With USD/JPY caught between the US election and Fed decision, volatility is set to spike. Can Treasury yields predict the next big move, or will Bank of Japan intervention steal the show? Get the key insights here.
By :David Scutt, Market Analyst
- USD/JPY driven by US rate outlook; election and Fed decision are the key risks
- Republican red wave generates largest upside risk, divided Congress may prompt downside
- Fed cut expected; dovish tone could add downside pressure
- BOJ intervention possible if volatility spikes
Overview
USD/JPY continues to be driven by the US interest rate outlook, putting focus on the US Presidential election and the Federal Reserve FOMC policy decision this week. Expect volatility around both events, raising the risk of Bank of Japan intervention.
Fiscal policy in focus
While USD/JPY is mainly driven by the US interest rate outlook, recent movements suggest it’s the belly of the US Treasury curve (2-10 years) that’s been particularly influential over the past month. The correlation with 10-year Treasury yields sits at 0.94, slightly stronger than shorter-term yields or Fed funds futures.

▬▬▬▬▬▬

Work required
Write the next part of the USD/JPY market analysis, picking up after its final sentence.

▬▬▬▬▬▬

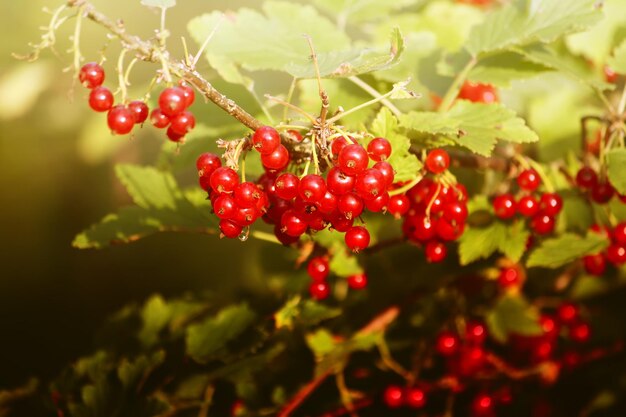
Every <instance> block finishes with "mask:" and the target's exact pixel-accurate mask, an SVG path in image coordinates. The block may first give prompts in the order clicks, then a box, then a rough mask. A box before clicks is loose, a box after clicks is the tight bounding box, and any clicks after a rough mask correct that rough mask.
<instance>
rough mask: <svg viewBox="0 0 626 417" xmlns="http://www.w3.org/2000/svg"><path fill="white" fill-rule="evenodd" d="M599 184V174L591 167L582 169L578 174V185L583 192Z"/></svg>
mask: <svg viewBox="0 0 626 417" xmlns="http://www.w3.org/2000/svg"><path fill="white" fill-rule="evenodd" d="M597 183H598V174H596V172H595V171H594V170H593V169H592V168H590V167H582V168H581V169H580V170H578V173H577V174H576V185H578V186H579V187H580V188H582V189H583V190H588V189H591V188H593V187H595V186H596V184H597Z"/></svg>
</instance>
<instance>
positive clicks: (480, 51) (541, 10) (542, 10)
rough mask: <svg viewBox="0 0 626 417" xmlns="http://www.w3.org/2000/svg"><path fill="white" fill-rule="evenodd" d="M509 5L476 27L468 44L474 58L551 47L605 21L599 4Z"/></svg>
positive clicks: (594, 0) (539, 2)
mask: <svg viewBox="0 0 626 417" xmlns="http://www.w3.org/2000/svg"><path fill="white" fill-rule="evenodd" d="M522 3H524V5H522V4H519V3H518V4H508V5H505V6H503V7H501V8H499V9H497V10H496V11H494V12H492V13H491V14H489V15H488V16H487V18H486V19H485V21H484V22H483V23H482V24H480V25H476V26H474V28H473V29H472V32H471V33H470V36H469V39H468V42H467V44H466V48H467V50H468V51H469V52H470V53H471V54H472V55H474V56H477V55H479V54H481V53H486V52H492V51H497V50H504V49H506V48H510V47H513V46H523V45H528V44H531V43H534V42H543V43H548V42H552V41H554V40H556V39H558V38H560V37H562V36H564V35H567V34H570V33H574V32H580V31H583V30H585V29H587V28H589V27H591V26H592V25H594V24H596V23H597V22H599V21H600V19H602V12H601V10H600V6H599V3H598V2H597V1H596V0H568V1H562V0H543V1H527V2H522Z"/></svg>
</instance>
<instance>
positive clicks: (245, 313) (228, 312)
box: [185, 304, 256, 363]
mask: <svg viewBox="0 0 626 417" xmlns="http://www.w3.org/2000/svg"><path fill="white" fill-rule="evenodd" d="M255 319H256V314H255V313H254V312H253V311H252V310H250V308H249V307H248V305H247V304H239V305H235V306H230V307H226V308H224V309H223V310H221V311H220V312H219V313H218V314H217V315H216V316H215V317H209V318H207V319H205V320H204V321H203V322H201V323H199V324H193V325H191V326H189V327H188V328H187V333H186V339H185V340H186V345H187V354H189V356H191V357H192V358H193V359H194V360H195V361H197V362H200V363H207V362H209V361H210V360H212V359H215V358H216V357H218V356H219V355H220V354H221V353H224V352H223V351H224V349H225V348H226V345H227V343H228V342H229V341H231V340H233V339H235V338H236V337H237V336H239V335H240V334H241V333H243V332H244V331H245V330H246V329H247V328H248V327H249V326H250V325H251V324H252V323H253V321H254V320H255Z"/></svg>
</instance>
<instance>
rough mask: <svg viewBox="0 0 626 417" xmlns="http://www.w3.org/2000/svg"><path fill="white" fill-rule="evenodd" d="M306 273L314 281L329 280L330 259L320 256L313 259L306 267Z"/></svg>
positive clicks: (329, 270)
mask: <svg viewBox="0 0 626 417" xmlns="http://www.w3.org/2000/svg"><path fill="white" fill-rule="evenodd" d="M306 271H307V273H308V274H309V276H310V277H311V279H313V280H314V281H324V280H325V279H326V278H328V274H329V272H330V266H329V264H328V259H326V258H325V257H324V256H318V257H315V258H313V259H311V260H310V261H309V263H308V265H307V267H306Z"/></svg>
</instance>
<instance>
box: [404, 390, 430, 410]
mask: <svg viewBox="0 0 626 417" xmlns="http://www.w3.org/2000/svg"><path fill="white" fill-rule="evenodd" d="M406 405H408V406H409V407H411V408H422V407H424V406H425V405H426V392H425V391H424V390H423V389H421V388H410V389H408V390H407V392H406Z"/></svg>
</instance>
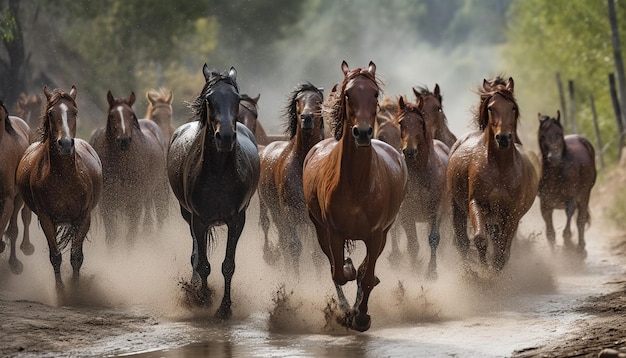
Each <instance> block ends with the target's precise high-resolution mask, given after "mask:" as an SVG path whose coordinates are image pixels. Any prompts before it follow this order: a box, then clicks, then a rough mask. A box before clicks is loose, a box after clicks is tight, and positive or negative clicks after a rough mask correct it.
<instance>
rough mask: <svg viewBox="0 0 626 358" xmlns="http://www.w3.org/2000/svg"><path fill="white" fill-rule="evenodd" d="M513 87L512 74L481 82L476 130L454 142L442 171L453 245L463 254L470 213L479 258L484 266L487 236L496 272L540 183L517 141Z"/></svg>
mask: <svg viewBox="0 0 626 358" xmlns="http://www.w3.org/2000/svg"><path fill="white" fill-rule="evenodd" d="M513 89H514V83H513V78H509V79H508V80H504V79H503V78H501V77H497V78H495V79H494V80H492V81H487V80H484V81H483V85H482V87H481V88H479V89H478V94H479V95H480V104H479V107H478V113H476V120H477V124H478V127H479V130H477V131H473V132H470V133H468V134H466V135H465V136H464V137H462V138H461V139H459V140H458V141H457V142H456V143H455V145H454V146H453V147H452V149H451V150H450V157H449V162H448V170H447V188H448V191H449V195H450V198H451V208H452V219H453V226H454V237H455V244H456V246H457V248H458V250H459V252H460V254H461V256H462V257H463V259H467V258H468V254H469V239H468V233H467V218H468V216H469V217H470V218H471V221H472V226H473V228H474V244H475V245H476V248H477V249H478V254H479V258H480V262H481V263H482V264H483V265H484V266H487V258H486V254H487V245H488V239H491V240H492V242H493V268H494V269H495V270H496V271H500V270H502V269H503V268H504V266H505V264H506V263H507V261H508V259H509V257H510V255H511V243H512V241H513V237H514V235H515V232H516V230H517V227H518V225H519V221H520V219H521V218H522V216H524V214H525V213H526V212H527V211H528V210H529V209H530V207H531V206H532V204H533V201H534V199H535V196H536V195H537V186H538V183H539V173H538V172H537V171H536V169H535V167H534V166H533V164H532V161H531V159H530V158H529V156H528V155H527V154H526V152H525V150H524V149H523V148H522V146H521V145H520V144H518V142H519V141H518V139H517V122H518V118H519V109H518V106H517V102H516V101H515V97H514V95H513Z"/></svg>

▬▬▬▬▬▬

Output of the task
Given the short end of the Treasury curve largely reflects Fed rate expectations, the stronger correlation with longer-dated yields hints that speculation over the US election outcome could be more relevant to USD/JPY near term.
Source: TradingView
Scenario analysis: potential election results
With betting markets favouring Republican candidate Donald Trump, the election carries asymmetric directional risks. It’s tough to say what’s priced in, but a Kamala Harris victory may arguably deliver the largest market reaction as traders unwind Trump-based positions.
Here’s the anticipated USD/JPY reaction depending on potential election outcomes.
- Republican Red Wave (Trump victory, Senate/House Republican-controlled): USD/JPY likely rallies as the Treasury curve steepens, given the higher chance of expansionary fiscal policy.
- Democrat Blue Wave (Harris victory, Senate/House Democrat-controlled): USD/JPY upside, but not as strong as a Republican sweep given pre-election policy signals.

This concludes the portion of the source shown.